Details of the memo reveal that, in private, the government was honing a
sharper edge to its relationship with Silicon Valley alongside more public
signs of rapprochement.
On Tuesday, the public got its first glimpse of what
those efforts may look like when a federal judge ordered Apple to create a
special tool for the FBI to bypass security protections on an iPhone 5c
belonging to one of the shooters in the Dec. 2 terrorist attack in San
Bernardino, California that killed 14 people. Apple Chief Executive Officer Tim
Cook has vowed to fight the order, calling it a “chilling” demand that Apple
“hack our own users and undermine decades of security advancements that protect
our customers.” The order was not a direct outcome of the memo but is in line
with the broader government strategy.
White House spokesman Josh Earnest said Wednesday that
the Federal Bureau of Investigation and Department of Justice have the Obama
administration’s “full” support in the matter. The government is “not asking
Apple to redesign its product or to create a new backdoor to their products,”
but rather are seeking entry “to this one device,” he said.

*-*-*

** REQUEST 1 **
According to the Apple and FBI excerpt, which iPhone model did the federal judge order Apple to help the FBI get into?
** REQUEST 2 **
Carry the passage on Apple's dispute with the FBI forward from its last sentence.
The records have no connection to the text.

** DATA SHOWN **
*-*-*

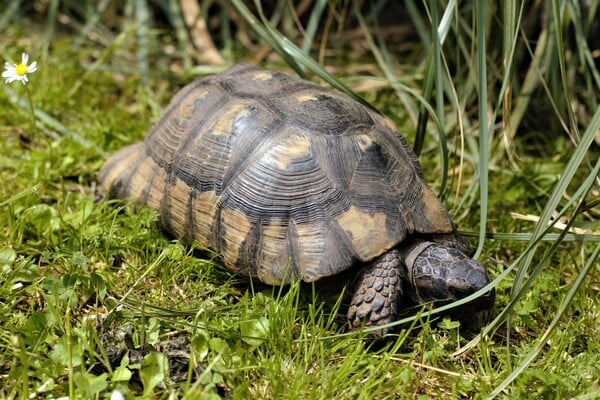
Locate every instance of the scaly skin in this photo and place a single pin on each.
(419, 271)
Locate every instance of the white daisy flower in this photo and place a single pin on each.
(18, 72)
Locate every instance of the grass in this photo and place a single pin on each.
(75, 271)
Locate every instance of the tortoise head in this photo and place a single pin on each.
(441, 273)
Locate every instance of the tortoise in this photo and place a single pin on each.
(289, 180)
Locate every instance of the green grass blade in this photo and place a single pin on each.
(542, 341)
(313, 25)
(557, 194)
(484, 127)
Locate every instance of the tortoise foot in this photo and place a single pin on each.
(376, 298)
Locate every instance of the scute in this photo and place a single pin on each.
(286, 179)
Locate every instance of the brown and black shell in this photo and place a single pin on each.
(284, 178)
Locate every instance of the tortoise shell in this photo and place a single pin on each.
(284, 178)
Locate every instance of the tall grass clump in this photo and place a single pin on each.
(501, 104)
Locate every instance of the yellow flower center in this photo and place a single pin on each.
(21, 69)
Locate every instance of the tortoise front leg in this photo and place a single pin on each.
(377, 296)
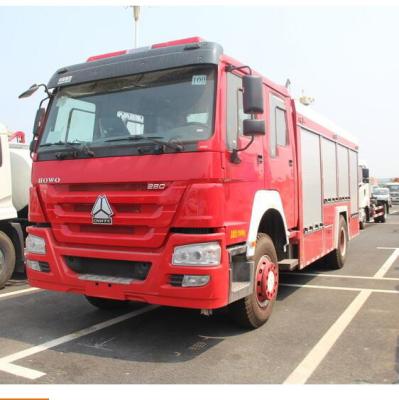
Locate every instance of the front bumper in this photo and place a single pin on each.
(155, 289)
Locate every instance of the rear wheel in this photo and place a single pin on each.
(254, 310)
(336, 259)
(7, 258)
(107, 304)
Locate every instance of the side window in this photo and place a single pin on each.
(235, 110)
(75, 119)
(278, 125)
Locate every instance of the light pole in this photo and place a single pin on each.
(136, 15)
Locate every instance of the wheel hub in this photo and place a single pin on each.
(266, 280)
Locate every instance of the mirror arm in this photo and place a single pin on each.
(234, 153)
(45, 89)
(231, 67)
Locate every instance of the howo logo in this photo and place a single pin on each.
(101, 212)
(49, 180)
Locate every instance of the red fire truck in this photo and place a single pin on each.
(176, 175)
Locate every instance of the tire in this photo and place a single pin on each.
(254, 310)
(7, 259)
(336, 259)
(107, 304)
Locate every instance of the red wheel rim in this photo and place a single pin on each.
(266, 280)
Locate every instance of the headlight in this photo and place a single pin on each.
(35, 244)
(197, 254)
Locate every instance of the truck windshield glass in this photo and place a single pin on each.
(172, 106)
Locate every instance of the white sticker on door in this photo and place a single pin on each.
(199, 80)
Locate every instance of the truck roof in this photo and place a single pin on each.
(320, 119)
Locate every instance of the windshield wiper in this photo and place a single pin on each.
(153, 139)
(82, 149)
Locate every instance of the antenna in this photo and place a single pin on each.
(136, 16)
(306, 100)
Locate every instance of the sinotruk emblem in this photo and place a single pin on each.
(101, 212)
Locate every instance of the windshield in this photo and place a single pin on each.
(381, 191)
(172, 106)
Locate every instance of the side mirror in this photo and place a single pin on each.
(253, 127)
(32, 145)
(40, 113)
(29, 92)
(253, 94)
(365, 175)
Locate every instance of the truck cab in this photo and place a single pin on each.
(15, 169)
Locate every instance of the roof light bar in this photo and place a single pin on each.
(106, 55)
(194, 39)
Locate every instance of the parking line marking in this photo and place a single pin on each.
(387, 264)
(350, 289)
(21, 371)
(309, 364)
(337, 276)
(5, 362)
(15, 292)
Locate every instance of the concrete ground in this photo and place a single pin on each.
(327, 327)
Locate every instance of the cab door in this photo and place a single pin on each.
(244, 175)
(280, 154)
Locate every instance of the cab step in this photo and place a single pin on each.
(288, 264)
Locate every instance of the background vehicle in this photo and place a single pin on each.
(156, 182)
(393, 190)
(15, 169)
(370, 208)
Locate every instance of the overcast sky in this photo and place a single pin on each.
(345, 57)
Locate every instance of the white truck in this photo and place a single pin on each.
(15, 170)
(370, 208)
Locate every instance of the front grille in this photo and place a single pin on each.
(141, 217)
(44, 267)
(176, 280)
(108, 268)
(193, 231)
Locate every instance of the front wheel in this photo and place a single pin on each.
(336, 259)
(106, 304)
(254, 310)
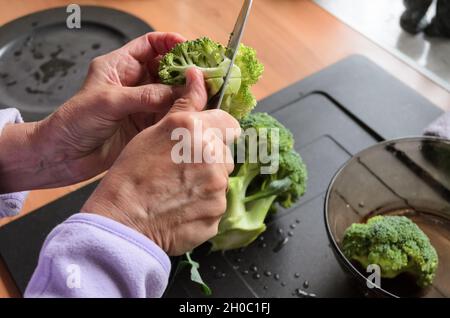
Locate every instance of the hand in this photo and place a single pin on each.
(119, 98)
(178, 206)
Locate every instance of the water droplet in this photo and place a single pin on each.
(268, 273)
(305, 284)
(281, 244)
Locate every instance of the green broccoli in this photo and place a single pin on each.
(252, 195)
(210, 57)
(396, 244)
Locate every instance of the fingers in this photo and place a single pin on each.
(152, 98)
(227, 125)
(151, 45)
(194, 97)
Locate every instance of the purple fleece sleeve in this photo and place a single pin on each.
(92, 256)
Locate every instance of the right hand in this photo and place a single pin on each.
(178, 206)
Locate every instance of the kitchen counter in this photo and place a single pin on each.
(293, 38)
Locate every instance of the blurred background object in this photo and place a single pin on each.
(396, 26)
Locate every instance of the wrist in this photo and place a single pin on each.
(115, 198)
(18, 156)
(27, 159)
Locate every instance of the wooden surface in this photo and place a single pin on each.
(294, 38)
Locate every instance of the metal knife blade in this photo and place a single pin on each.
(232, 49)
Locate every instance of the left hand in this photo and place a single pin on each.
(120, 98)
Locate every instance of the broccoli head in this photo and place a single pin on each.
(396, 244)
(252, 194)
(210, 58)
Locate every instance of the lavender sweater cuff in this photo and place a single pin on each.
(92, 256)
(10, 204)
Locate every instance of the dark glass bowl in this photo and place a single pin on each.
(409, 177)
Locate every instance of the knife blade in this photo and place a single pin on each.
(232, 49)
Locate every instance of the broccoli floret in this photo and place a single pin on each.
(396, 244)
(252, 195)
(210, 57)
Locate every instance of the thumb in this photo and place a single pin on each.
(195, 96)
(151, 98)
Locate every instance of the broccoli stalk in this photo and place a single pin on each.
(396, 244)
(252, 195)
(210, 58)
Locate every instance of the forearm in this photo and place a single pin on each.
(27, 163)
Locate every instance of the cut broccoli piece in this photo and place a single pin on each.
(252, 195)
(210, 57)
(396, 244)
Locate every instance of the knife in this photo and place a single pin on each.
(232, 49)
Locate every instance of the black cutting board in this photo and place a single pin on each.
(333, 114)
(43, 62)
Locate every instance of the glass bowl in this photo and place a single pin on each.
(410, 177)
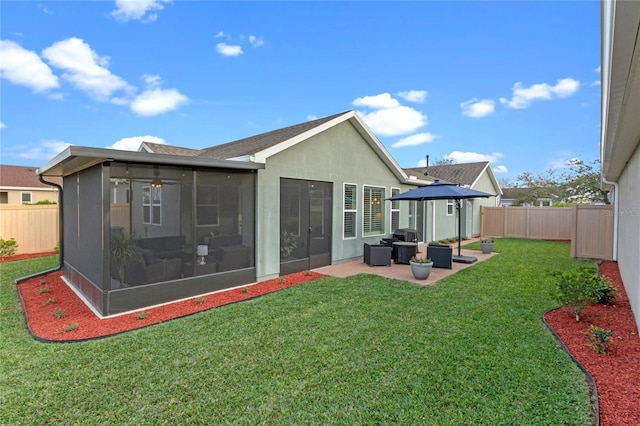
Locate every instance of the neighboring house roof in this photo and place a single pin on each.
(514, 193)
(260, 147)
(22, 177)
(465, 174)
(527, 195)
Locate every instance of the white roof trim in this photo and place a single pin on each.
(363, 129)
(620, 60)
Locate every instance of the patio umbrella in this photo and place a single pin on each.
(444, 191)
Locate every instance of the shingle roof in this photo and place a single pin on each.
(464, 173)
(23, 177)
(253, 144)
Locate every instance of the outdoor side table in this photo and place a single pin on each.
(404, 251)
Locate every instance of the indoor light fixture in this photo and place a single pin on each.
(203, 250)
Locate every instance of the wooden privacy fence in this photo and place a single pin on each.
(589, 228)
(34, 227)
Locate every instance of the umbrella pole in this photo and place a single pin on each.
(459, 227)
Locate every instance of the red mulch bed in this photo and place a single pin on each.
(617, 374)
(45, 295)
(26, 256)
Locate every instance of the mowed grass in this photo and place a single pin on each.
(362, 350)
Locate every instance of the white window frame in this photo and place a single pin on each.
(365, 220)
(352, 211)
(395, 209)
(22, 194)
(451, 208)
(155, 203)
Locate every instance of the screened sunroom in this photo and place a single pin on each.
(142, 229)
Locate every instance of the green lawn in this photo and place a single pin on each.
(362, 350)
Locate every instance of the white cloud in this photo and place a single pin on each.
(255, 41)
(417, 96)
(47, 150)
(413, 140)
(472, 157)
(84, 68)
(139, 10)
(383, 100)
(522, 97)
(25, 68)
(133, 143)
(475, 108)
(157, 101)
(390, 118)
(229, 49)
(394, 121)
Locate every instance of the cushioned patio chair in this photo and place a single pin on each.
(377, 255)
(442, 256)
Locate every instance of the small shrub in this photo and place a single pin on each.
(598, 338)
(576, 288)
(70, 327)
(8, 247)
(602, 291)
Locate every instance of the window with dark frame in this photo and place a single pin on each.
(349, 211)
(373, 211)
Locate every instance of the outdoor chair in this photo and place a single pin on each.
(442, 256)
(377, 255)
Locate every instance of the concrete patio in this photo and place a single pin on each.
(403, 272)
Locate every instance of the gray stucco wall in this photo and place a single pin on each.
(338, 155)
(484, 184)
(629, 231)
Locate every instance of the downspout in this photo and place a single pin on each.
(60, 224)
(433, 220)
(616, 217)
(60, 245)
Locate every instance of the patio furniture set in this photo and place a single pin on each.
(402, 247)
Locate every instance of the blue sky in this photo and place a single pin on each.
(515, 83)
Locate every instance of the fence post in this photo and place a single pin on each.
(574, 228)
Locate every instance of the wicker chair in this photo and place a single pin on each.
(377, 255)
(442, 256)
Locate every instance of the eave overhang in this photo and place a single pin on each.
(620, 132)
(76, 158)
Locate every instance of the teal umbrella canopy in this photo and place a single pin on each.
(444, 191)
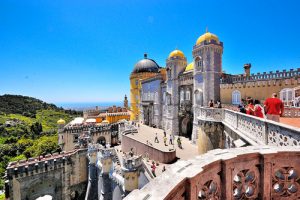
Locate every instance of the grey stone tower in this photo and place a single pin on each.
(207, 55)
(176, 64)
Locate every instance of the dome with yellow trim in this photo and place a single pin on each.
(61, 121)
(189, 67)
(207, 37)
(176, 53)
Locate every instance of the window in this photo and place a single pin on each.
(287, 95)
(181, 95)
(198, 97)
(188, 95)
(236, 97)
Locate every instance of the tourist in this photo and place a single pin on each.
(250, 107)
(179, 142)
(274, 108)
(258, 109)
(156, 139)
(242, 106)
(131, 152)
(211, 103)
(219, 105)
(171, 139)
(165, 141)
(153, 167)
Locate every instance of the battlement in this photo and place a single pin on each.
(88, 127)
(131, 163)
(39, 164)
(292, 73)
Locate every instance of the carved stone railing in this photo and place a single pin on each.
(292, 73)
(262, 131)
(239, 173)
(211, 114)
(256, 131)
(292, 112)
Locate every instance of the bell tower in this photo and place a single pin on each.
(207, 55)
(176, 64)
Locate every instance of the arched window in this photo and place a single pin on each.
(181, 95)
(287, 95)
(188, 95)
(198, 97)
(236, 97)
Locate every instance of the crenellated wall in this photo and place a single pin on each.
(240, 173)
(259, 86)
(63, 176)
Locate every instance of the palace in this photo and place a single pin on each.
(167, 97)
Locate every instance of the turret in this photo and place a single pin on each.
(176, 64)
(131, 170)
(247, 69)
(105, 164)
(207, 54)
(60, 129)
(125, 102)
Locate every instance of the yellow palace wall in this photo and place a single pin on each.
(256, 89)
(135, 88)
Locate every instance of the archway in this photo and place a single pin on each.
(187, 127)
(236, 97)
(101, 140)
(45, 197)
(43, 188)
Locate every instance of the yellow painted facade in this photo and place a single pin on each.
(116, 117)
(257, 89)
(135, 90)
(131, 181)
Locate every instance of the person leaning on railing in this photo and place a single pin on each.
(274, 108)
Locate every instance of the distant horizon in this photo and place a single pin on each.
(85, 51)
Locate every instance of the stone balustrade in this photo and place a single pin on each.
(291, 112)
(256, 131)
(292, 73)
(39, 164)
(239, 173)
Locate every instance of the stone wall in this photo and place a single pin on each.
(147, 150)
(240, 173)
(257, 88)
(63, 176)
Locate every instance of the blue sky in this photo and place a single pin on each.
(84, 51)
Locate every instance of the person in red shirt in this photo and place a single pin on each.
(274, 108)
(250, 107)
(258, 109)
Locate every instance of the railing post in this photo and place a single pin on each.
(266, 133)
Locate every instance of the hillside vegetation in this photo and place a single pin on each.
(28, 128)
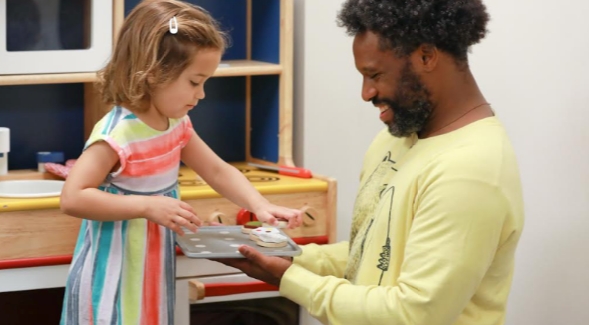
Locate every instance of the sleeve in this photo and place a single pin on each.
(453, 239)
(114, 138)
(324, 259)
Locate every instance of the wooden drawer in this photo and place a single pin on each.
(37, 233)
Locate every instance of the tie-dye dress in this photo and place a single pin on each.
(123, 272)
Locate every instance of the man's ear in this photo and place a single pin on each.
(426, 57)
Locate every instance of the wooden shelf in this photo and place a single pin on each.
(233, 68)
(230, 68)
(57, 78)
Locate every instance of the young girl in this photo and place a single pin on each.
(124, 185)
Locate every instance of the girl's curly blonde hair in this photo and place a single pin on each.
(148, 55)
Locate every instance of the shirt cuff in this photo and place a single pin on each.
(293, 287)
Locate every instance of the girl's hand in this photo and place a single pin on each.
(270, 214)
(171, 213)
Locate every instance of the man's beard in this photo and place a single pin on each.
(411, 104)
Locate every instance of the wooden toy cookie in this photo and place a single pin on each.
(281, 224)
(255, 233)
(248, 227)
(270, 239)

*-*-*

** EXERCISE RESULT 1 **
An iPhone 5c.

** EXERCISE RESULT 2 **
Security specialists say the case carries enormous
consequences, for privacy and the competitiveness of U.S. businesses, and that
the National Security Council directive, which has not been previously
reported, shows that technology companies underestimated the resolve of the
U.S. government to access encrypted data.
“My sense is that people have over-read what the White
House has said on encryption,” said Robert Knake, a senior fellow at the
Council of Foreign Relations who formerly served as White House Director of
Cybersecurity Policy. “They said they wouldn’t seek to legislate ‘backdoors’ in
these technologies. They didn’t say they wouldn’t try to access the data in
other ways.”
“Backdoors” refer to security holes that are
intentionally inserted into software to create the equivalent of a skeleton key
for law enforcement -- what wiretapping systems are for telephone lines, for
instance. The problem with backdoors in computer networks is they create
vulnerabilities for any hacker to find.
What the court is ordering Apple to do, security experts
say, does not require the company to crack its own encryption, which the
company says it cannot do in any case. Instead, the order requires Apple to
create a piece of software that takes advantage of a capability that Apple
alone possesses to modify the permanently installed “firmware” on iPhones and
iPads, changing it so that investigators can try unlimited guesses at the
terror suspect’s PIN code with high-powered computers. Once investigators get
the PIN, they get the data.
Knake said that the Justice Department’s narrowly crafted
request shows both that FBI technical experts possess a deep understanding of
the way Apple’s security systems work and that they have identified potential
vulnerabilities that can provide access to data the company has previously said
it can’t get.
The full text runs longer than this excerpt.